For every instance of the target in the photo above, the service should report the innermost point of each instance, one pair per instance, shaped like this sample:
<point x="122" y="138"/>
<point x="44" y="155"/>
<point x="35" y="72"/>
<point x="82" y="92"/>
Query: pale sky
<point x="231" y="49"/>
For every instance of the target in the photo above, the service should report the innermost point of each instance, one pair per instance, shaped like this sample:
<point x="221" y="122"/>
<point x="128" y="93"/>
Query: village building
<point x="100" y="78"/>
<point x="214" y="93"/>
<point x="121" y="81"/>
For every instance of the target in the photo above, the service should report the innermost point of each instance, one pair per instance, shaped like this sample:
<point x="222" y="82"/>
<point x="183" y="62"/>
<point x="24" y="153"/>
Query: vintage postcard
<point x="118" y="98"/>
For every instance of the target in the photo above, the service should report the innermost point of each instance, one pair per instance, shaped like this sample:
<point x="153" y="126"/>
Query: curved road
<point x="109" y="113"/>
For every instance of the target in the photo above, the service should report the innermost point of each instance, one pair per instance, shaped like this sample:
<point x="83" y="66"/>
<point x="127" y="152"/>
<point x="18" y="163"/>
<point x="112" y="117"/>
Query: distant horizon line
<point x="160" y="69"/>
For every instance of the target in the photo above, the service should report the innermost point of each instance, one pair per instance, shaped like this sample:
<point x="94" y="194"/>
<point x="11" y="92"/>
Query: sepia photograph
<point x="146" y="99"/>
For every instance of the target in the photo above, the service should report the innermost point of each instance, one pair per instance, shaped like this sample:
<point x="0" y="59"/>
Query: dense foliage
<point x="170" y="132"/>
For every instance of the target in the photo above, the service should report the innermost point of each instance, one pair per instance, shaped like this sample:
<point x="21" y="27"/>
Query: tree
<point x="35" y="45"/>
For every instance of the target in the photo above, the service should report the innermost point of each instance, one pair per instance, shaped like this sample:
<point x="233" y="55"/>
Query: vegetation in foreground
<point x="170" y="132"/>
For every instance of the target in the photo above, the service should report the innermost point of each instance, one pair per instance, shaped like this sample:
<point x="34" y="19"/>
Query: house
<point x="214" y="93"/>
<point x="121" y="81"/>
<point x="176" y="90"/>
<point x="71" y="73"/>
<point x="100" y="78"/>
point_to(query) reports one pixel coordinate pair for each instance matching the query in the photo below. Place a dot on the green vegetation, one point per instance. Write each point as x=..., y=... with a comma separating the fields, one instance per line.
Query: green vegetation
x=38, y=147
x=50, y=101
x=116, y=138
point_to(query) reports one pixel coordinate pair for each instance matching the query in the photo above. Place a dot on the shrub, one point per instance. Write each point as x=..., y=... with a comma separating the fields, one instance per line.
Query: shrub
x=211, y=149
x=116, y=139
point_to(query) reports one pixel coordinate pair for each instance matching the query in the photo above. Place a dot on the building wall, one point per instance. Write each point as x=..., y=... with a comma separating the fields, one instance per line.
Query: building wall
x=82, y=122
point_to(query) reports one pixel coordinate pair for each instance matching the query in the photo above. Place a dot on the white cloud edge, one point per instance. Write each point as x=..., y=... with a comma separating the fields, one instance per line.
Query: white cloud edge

• • •

PROBLEM TO WORK ON -
All entries must be repeated verbatim.

RESULT -
For every instance of the target in the photo above, the service should report the innermost point of each instance, one pair per instance, shaped like this sample:
<point x="122" y="138"/>
<point x="44" y="155"/>
<point x="35" y="72"/>
<point x="82" y="92"/>
Query: pale sky
<point x="231" y="49"/>
For every instance of the target in the photo above, the service should report the innermost point of each instance, one pair per instance, shaped like this sample:
<point x="221" y="122"/>
<point x="128" y="93"/>
Query: village building
<point x="100" y="78"/>
<point x="214" y="93"/>
<point x="121" y="81"/>
For every instance of the target in the photo above, the service should report the innermost point of each instance, one pair per instance, shaped like this sample:
<point x="222" y="82"/>
<point x="183" y="62"/>
<point x="24" y="153"/>
Query: vintage postcard
<point x="118" y="98"/>
For every instance of the target in the photo above, the service should report the innermost point of each instance, one pair per instance, shaped like this sample:
<point x="153" y="126"/>
Query: curved road
<point x="109" y="113"/>
For every instance of the target in the photo above, the service should report the innermost point of each instance, one pair per instance, shaped like this sample:
<point x="83" y="66"/>
<point x="127" y="152"/>
<point x="18" y="163"/>
<point x="112" y="117"/>
Query: distant horizon line
<point x="160" y="69"/>
For every instance of the target in the photo above, the service should report the innermost point of each instance, one pair per instance, shaped like this sample:
<point x="94" y="194"/>
<point x="11" y="92"/>
Query: sepia photograph
<point x="146" y="99"/>
For every instance of the target in the photo above, the service should report the innermost point of each instance, one pair per instance, shaped like this sample:
<point x="0" y="59"/>
Query: dense foliage
<point x="170" y="132"/>
For every instance of the target in the photo above, the service should report the innermost point of each instance, one pair per instance, shaped like this sample:
<point x="21" y="27"/>
Query: tree
<point x="35" y="45"/>
For every instance of the target in the photo above, the service should report the innermost point of each instance, one pair per instance, shaped like this sample:
<point x="233" y="55"/>
Query: vegetation in foreground
<point x="170" y="132"/>
For every instance of the target in the photo above, the service should report the innermost point of each instance, one pair per instance, shaped like this sample:
<point x="34" y="19"/>
Query: house
<point x="214" y="93"/>
<point x="121" y="81"/>
<point x="176" y="90"/>
<point x="71" y="73"/>
<point x="100" y="78"/>
point_to(query) reports one pixel coordinate pair for each instance matching the query in the photo below. Place a dot on the green vegetation, one point per instance. Write each point as x=..., y=... with a comma separating the fields, one instance per line.
Query: green vegetation
x=38, y=147
x=50, y=101
x=116, y=138
point_to(query) reports one pixel coordinate pair for each instance matching the query in the photo above. Place a dot on the shrub, one point per instance. Write each point as x=..., y=... with a comma separating the fields, one instance per line.
Query: shrub
x=211, y=149
x=116, y=139
point_to(query) reports one pixel coordinate pair for each instance matching the query in the photo above. Place a dot on the building wall, one point per instance. Write each point as x=..., y=... with a comma separating the fields, one instance per line.
Query: building wall
x=82, y=122
point_to(query) reports one pixel coordinate pair for each instance matching the query in the photo above. Place a dot on the white cloud edge, one point per instance. Write each point as x=..., y=... with a comma separating the fields, one instance per line.
Query: white cloud edge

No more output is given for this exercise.